**Task details**
Write out the data exactly, keeping every line.

###

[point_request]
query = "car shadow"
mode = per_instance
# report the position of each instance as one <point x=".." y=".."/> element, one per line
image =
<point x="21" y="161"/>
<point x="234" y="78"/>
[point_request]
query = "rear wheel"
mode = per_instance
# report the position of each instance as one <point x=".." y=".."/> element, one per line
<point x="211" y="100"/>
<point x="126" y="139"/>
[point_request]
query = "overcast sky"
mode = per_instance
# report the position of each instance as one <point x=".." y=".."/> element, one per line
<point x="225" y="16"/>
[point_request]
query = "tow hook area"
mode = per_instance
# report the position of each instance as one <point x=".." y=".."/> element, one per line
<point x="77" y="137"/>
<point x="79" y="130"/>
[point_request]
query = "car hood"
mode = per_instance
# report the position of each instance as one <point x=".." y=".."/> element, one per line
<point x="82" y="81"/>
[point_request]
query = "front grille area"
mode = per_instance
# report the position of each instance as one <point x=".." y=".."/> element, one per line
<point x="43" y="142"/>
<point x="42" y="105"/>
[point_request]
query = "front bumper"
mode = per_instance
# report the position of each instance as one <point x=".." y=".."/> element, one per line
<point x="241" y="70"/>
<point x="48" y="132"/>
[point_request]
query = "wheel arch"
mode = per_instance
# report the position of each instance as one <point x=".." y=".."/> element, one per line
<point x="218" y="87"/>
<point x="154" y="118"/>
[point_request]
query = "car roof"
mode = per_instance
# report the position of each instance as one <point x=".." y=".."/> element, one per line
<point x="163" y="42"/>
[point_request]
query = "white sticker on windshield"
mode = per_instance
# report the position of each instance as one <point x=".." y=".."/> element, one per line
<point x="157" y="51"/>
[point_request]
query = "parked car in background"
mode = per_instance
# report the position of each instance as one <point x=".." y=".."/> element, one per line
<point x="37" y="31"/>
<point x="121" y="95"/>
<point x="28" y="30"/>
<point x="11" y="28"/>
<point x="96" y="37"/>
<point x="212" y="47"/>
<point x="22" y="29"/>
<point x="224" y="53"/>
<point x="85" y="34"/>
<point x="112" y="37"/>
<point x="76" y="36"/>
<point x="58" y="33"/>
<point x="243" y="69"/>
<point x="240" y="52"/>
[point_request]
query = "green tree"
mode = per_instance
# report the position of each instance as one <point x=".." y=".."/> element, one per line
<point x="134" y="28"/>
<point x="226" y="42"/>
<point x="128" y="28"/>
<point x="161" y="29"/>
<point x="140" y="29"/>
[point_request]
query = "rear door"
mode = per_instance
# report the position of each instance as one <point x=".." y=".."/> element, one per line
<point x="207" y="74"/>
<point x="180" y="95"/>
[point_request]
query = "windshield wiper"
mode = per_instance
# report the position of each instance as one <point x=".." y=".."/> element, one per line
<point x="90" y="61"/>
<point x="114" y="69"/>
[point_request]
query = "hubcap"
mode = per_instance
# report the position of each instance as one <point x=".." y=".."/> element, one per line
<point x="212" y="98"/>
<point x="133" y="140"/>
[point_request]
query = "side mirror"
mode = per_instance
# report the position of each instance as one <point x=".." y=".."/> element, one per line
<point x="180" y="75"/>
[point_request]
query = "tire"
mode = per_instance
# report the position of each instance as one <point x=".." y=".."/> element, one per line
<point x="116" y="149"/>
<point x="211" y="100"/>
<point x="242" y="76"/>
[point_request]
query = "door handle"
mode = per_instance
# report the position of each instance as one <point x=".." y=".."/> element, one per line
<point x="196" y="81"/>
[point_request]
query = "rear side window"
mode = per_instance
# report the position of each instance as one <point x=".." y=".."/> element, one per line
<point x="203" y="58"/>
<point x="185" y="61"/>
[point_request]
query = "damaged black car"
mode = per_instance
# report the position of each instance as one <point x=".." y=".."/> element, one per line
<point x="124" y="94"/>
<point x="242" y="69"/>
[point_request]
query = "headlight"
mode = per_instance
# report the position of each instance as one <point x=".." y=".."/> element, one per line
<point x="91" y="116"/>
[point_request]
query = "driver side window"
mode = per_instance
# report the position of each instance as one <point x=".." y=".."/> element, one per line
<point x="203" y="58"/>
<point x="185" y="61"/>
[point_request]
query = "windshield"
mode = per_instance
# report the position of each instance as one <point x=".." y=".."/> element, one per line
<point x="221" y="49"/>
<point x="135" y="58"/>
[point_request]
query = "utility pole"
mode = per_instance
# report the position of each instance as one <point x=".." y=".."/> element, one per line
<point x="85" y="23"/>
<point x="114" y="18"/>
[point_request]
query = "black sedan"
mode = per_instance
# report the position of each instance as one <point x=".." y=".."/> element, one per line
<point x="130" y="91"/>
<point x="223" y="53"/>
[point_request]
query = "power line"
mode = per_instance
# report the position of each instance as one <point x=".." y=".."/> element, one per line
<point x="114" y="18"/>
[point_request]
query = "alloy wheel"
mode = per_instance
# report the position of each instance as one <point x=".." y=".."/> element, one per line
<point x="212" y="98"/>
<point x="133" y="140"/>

###

**Output for this exercise**
[point_request]
query = "car shadow"
mode = per_instance
# report the position of each instance as one <point x=".." y=".."/> element, one per line
image =
<point x="21" y="161"/>
<point x="234" y="78"/>
[point_request]
query = "rear wheel"
mode = per_instance
# report the position of each instance as one <point x=".." y=".."/> element, one per line
<point x="211" y="100"/>
<point x="126" y="139"/>
[point_request]
query = "overcast sky"
mode = per_instance
# report the position of each instance as one <point x=".." y=".."/> element, one per line
<point x="225" y="16"/>
[point_request]
query = "tow hook area"
mode = per_instance
# report the position of each instance as one <point x=".." y=".."/> element, one per line
<point x="77" y="137"/>
<point x="79" y="130"/>
[point_request]
query = "car hood"
mode = per_instance
# report the position of each instance as one <point x=".." y=".."/> element, one per line
<point x="82" y="81"/>
[point_request]
query = "front grille area"
mode = per_instance
# report the position of each instance as one <point x=".." y=".."/> element, one per line
<point x="43" y="142"/>
<point x="42" y="105"/>
[point_request]
query = "front bumper"
mode = per_instance
# report the position of each instance as one <point x=".." y=".."/> element, one per line
<point x="241" y="70"/>
<point x="48" y="132"/>
[point_request]
query = "wheel arch"
mode = per_instance
# report the position of each instance as one <point x=".." y=".."/> element, one per line
<point x="218" y="87"/>
<point x="154" y="118"/>
[point_request]
query = "car roof"
mode = per_instance
# report the position of each instance as one <point x=".." y=".."/> element, one per line
<point x="163" y="42"/>
[point_request]
query = "white sticker on windshield"
mode = per_instance
# report the position of each instance as one <point x=".." y=".."/> element, one per line
<point x="157" y="51"/>
[point_request]
query = "parked car in background"
mode = per_instance
# report the position of each instance as one <point x=".." y=".."/> element, one per line
<point x="37" y="31"/>
<point x="121" y="95"/>
<point x="28" y="30"/>
<point x="11" y="28"/>
<point x="96" y="37"/>
<point x="212" y="47"/>
<point x="22" y="29"/>
<point x="224" y="53"/>
<point x="85" y="34"/>
<point x="112" y="37"/>
<point x="76" y="36"/>
<point x="58" y="33"/>
<point x="243" y="69"/>
<point x="240" y="52"/>
[point_request]
query = "green tree"
mode = per_instance
# report the position of each instance as one <point x=".." y=".."/> element, one per line
<point x="134" y="28"/>
<point x="226" y="42"/>
<point x="128" y="28"/>
<point x="161" y="29"/>
<point x="140" y="29"/>
[point_request]
query = "rear door"
mode = per_instance
# report the position of each instance as one <point x=".." y=".."/> element, one per line
<point x="207" y="74"/>
<point x="180" y="95"/>
[point_request]
query = "windshield wiper"
mode = per_instance
# report the position of each instance as one <point x=".." y=".."/> element, one per line
<point x="90" y="61"/>
<point x="114" y="69"/>
[point_request]
query = "hubcap"
mode = per_instance
# report the position of each instance as one <point x=".." y=".."/> element, one per line
<point x="212" y="98"/>
<point x="133" y="140"/>
[point_request]
query = "side mirror"
mode = per_instance
# report the position of each instance as one <point x=".." y=".."/> element, one per line
<point x="180" y="75"/>
[point_request]
query = "tire"
mode = per_instance
# report the position of each instance as one <point x=".." y=".."/> element, one per line
<point x="116" y="149"/>
<point x="211" y="100"/>
<point x="242" y="76"/>
[point_request]
query = "door handle"
mode = per_instance
# report the position of each instance as one <point x=".." y=".."/> element, one per line
<point x="196" y="81"/>
[point_request]
query = "rear side window"
mode = per_instance
# report the position of each instance as one <point x=".." y=".."/> element, one per line
<point x="203" y="58"/>
<point x="185" y="61"/>
[point_request]
query = "damaged black car"
mode = per_instance
# report the position of each instance as one <point x=".." y=".."/> element, one per line
<point x="124" y="94"/>
<point x="242" y="69"/>
[point_request]
query = "headlight"
mode = per_instance
# report the position of each instance as one <point x=".." y=".."/> element, one per line
<point x="91" y="116"/>
[point_request]
query = "driver side window"
mode = per_instance
# report the position of each instance as one <point x=".." y=".."/> element, one per line
<point x="203" y="58"/>
<point x="185" y="61"/>
[point_request]
query = "windshield"
mode = per_instance
# report the position of each instance as one <point x=".." y=".."/> element, one per line
<point x="221" y="49"/>
<point x="135" y="58"/>
[point_request]
query = "utility pole"
mode = per_instance
# report the position of each instance as one <point x=".." y=".."/> element, one per line
<point x="85" y="23"/>
<point x="114" y="18"/>
[point_request]
query = "black sedan"
mode = per_instance
# report the position of each instance as one <point x=".." y=".."/> element, one per line
<point x="130" y="91"/>
<point x="223" y="53"/>
[point_request]
query = "power line"
mode = per_instance
# report the position of each instance as one <point x=".." y=".."/> element, one per line
<point x="114" y="18"/>
[point_request]
query = "alloy wheel"
mode = per_instance
# report the position of each instance as one <point x=".." y=".."/> element, one per line
<point x="212" y="98"/>
<point x="133" y="140"/>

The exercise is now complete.